§ What is needed
Repeat the records below line by line, exactly, finishing on the line that contains "91L139 97L140 106L144".

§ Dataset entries
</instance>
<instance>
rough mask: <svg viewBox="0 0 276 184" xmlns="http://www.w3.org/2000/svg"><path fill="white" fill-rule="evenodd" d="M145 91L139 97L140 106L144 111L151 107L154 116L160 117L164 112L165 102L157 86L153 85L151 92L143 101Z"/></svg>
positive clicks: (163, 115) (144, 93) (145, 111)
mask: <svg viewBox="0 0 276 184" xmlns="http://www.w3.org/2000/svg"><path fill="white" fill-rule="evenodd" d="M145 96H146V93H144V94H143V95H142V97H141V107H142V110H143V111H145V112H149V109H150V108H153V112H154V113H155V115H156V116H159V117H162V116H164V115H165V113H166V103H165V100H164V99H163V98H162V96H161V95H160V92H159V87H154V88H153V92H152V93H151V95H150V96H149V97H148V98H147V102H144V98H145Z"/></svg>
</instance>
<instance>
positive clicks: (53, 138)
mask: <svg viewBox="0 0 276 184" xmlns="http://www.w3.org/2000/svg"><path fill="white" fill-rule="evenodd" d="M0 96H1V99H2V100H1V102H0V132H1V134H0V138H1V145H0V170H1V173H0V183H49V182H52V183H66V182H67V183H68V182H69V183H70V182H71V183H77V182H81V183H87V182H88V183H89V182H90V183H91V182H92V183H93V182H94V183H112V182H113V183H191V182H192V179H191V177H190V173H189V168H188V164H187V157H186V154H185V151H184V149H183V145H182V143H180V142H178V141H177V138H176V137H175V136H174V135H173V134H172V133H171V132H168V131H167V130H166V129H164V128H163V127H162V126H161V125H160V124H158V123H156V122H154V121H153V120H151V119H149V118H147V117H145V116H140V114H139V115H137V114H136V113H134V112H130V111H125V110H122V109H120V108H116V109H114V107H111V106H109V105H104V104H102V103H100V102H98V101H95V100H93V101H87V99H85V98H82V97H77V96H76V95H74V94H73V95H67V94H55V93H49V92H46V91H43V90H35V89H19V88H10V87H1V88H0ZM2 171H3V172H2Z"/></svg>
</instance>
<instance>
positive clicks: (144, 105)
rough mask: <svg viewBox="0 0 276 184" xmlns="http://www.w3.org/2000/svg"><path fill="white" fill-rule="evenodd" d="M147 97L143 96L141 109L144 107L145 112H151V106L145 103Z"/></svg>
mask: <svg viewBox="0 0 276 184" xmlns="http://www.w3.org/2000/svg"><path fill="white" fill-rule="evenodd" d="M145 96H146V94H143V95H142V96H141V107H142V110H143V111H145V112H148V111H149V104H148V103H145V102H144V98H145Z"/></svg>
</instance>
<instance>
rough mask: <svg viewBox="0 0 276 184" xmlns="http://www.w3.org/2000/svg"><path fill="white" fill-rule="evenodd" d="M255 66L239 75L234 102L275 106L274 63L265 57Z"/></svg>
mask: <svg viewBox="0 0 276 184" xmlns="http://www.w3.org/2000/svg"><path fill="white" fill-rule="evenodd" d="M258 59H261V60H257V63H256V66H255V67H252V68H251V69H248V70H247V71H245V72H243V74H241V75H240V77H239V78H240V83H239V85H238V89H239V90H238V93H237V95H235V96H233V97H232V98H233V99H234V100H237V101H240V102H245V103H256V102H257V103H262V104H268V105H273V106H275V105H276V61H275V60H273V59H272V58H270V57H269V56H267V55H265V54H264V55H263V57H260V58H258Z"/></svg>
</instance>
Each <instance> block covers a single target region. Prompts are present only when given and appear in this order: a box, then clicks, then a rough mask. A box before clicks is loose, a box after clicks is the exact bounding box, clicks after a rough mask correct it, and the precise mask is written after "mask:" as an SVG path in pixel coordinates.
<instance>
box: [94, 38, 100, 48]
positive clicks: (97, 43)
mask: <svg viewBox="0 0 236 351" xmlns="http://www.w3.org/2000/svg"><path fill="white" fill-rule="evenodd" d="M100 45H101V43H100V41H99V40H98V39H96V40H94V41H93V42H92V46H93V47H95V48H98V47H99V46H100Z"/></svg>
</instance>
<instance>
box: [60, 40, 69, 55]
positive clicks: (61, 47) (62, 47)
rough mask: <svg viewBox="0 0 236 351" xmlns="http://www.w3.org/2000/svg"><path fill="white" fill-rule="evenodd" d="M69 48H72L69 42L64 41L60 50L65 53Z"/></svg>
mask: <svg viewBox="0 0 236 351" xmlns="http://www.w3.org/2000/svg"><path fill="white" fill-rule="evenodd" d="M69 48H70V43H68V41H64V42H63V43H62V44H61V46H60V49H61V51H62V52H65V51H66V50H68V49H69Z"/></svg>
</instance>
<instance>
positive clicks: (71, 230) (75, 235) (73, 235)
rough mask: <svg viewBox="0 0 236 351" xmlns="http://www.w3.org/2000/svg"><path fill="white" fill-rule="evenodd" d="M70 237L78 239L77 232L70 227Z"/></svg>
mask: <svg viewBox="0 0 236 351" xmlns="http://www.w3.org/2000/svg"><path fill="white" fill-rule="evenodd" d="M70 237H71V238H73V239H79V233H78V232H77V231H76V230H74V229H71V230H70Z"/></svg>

§ Written answer
</instance>
<instance>
rough mask: <svg viewBox="0 0 276 184" xmlns="http://www.w3.org/2000/svg"><path fill="white" fill-rule="evenodd" d="M145 91L139 97L140 106L144 111L151 107L154 116L160 117L164 112L165 102L157 86L153 85L151 92L143 101Z"/></svg>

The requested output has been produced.